But even in a legitimate sport like mixed martial arts, the desire for narrative can influence decisions. While the results of matches aren’t fixed, the media and advertising machine surrounding MMA are there to try and produce the best narratives they can, either by using what’s there or cooking up some controversy. That’s because they know that narratives make people care. Athletes will be brought out to drum up a sense of animosity between the two. Is it real? Is it fake? Does it matter if it sells tickets? A guy like Conor McGregor, who’s naturally antagonistic but also an amazing fighter, puts butts in seats. People are eager to see him be on either the giving or receiving end of an ass-kicking.

At the same time, leaving things to chance can be scary for those who have substantial amounts of money riding on the success of their investment. Conor McGregor is in some ways the ideal, but he also has a tendency to get himself in trouble and make the UFC look bad in the process. One can even compare those blunders to the number of players caught blurting out racial slurs onstream. Just because someone’s a winner doesn’t mean they’re a good spokesperson, especially if they have no media training and are just kids plucked out of online lobbies and given an environment to train in. When there are so many variables at play where something can go wrong—quality of the game itself, image of competitive gaming to the outside world, the perception of “nerds”—it’s understandable (though not immune to criticism) why teams, tournaments, and organizations would want to control what they can.

* _Material provided_:
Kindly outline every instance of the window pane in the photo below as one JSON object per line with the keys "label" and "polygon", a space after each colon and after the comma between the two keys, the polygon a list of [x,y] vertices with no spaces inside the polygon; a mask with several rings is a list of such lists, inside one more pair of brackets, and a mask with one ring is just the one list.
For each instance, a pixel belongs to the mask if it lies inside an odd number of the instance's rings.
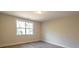
{"label": "window pane", "polygon": [[19,28],[25,28],[25,22],[17,20],[17,27],[19,27]]}
{"label": "window pane", "polygon": [[26,34],[33,34],[33,29],[26,29]]}
{"label": "window pane", "polygon": [[17,28],[17,35],[25,35],[25,29],[18,29]]}
{"label": "window pane", "polygon": [[26,28],[33,28],[33,23],[26,22]]}

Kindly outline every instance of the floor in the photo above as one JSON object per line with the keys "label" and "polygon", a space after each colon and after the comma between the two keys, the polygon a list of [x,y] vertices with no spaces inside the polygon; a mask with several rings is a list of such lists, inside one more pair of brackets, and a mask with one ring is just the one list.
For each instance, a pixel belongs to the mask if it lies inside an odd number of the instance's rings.
{"label": "floor", "polygon": [[63,47],[40,41],[22,45],[9,46],[5,48],[63,48]]}

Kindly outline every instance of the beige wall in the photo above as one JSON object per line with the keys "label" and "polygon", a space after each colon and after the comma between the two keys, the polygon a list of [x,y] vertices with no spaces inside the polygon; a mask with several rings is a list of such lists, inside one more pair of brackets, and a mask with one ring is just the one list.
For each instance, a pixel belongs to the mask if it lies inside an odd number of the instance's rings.
{"label": "beige wall", "polygon": [[34,21],[34,35],[16,35],[16,17],[0,14],[0,47],[41,40],[39,22]]}
{"label": "beige wall", "polygon": [[63,47],[79,47],[79,15],[44,22],[43,39]]}

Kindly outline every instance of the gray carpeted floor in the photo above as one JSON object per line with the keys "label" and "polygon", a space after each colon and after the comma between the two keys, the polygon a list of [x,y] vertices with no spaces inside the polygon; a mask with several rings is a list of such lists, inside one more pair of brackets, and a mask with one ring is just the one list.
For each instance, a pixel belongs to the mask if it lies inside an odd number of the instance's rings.
{"label": "gray carpeted floor", "polygon": [[63,47],[40,41],[40,42],[9,46],[5,48],[63,48]]}

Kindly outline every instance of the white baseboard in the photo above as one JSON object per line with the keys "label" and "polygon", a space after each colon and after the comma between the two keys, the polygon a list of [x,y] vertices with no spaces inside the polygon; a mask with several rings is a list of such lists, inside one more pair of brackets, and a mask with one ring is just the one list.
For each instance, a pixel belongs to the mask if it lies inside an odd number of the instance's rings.
{"label": "white baseboard", "polygon": [[50,44],[58,45],[58,46],[61,46],[61,47],[64,47],[64,48],[69,48],[69,47],[67,47],[67,46],[65,46],[65,45],[62,45],[62,44],[59,44],[59,43],[54,43],[54,42],[49,41],[49,40],[43,40],[43,41],[44,41],[44,42],[47,42],[47,43],[50,43]]}
{"label": "white baseboard", "polygon": [[[39,40],[39,41],[41,41],[41,40]],[[31,42],[37,42],[37,41],[31,41]],[[7,46],[13,46],[13,45],[19,45],[19,44],[25,44],[25,43],[30,43],[30,42],[15,42],[15,43],[9,43],[9,44],[1,45],[0,47],[7,47]]]}

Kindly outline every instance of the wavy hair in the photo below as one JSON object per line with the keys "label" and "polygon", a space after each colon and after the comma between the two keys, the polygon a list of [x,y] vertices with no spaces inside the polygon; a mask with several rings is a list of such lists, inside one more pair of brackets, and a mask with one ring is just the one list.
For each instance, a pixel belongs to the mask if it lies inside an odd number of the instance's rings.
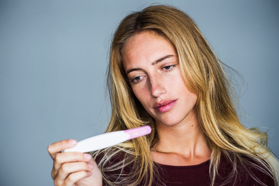
{"label": "wavy hair", "polygon": [[[132,186],[140,183],[150,185],[159,174],[151,153],[158,140],[155,121],[134,94],[122,64],[121,54],[126,44],[135,35],[146,31],[164,37],[175,47],[185,82],[198,95],[196,107],[199,123],[212,152],[211,185],[218,175],[221,155],[233,165],[231,177],[235,179],[228,178],[224,185],[236,181],[237,164],[245,168],[251,164],[244,155],[255,161],[254,166],[267,171],[278,184],[279,163],[267,147],[267,134],[255,128],[247,128],[241,123],[236,111],[237,99],[226,75],[225,65],[189,16],[175,8],[162,5],[151,6],[128,15],[113,36],[107,71],[112,115],[106,132],[147,125],[153,130],[149,135],[92,153],[94,157],[99,158],[106,184]],[[113,161],[116,157],[118,160]],[[127,167],[130,167],[128,171],[125,171]],[[115,173],[113,177],[106,174],[109,172]],[[250,176],[257,180],[255,175]]]}

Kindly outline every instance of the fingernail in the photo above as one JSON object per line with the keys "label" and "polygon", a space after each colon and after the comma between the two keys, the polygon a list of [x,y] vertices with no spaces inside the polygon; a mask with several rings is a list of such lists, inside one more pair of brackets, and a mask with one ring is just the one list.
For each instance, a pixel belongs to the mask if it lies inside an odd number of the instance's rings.
{"label": "fingernail", "polygon": [[75,140],[69,140],[68,142],[70,145],[74,145],[76,144],[78,142]]}
{"label": "fingernail", "polygon": [[91,159],[91,155],[89,154],[84,153],[83,154],[83,155],[84,156],[84,158],[86,159],[89,160]]}
{"label": "fingernail", "polygon": [[91,164],[91,163],[88,163],[88,167],[90,169],[92,169],[92,168],[93,168],[93,165]]}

* _Things to do_:
1. In the passage on sports narratives, which fighter is described as naturally antagonistic but also an amazing fighter?
2. Which variables does the passage on sports narratives list as places where something can go wrong?
3. Go on with the passage on sports narratives from its final sentence.

* _Outputs in order_:
1. Conor McGregor

2.
- quality of the game itself
- image of competitive gaming to the outside world
- the perception of "nerds"

3.
The divide between FGC and esports, or the perception of it, has largely to do with community vs. respectability. The former looks inwards, and believes that having a solid core, a group of passionate players who can weather any storm together through a love of competition, is paramount. The latter looks outwards, and aims to establish itself as a permanent fixture in the world, something that cannot die because it has the size and backing to keep it going forever. The two are not irreconcilable, but finding a balance (if a balance is desired at all) requires parties that can trust each other to not abandon the other side’s principles.

Smash Bros, Splatoon, and Casual vs. Competitive Online Communities

Super Smash Bros. creator Sakurai Masahiro has long frustrated the game series’ competitive community. A developer whose motivation is to bring in players daunted by the hardcore reputation that precedes fighting games, Sakurai is not against competition inherently, but places priority in ease of access and play for Smash Bros.

A common response from the competitive community is that Nintendo should fully embrace the competitive aspect of the series and push it to the forefront. The argument, generally, is that the competitive fans are more loyal, and it won’t affect the overall reputation of the games. Casual players will still approach it without tournament play, remaining blissfully ignorant. I think this is naive, or maybe even bullheaded.

It is true that any game that can act as a test of skill will inevitably lead to players who are better than others. And yes, Smash has proven itself to be viable for tournament play, despite what detractors say. The issue, however, is how having the series touted as a hardcore, competitive game influences the overall image of it, especially in an age when information proliferates so rapidly.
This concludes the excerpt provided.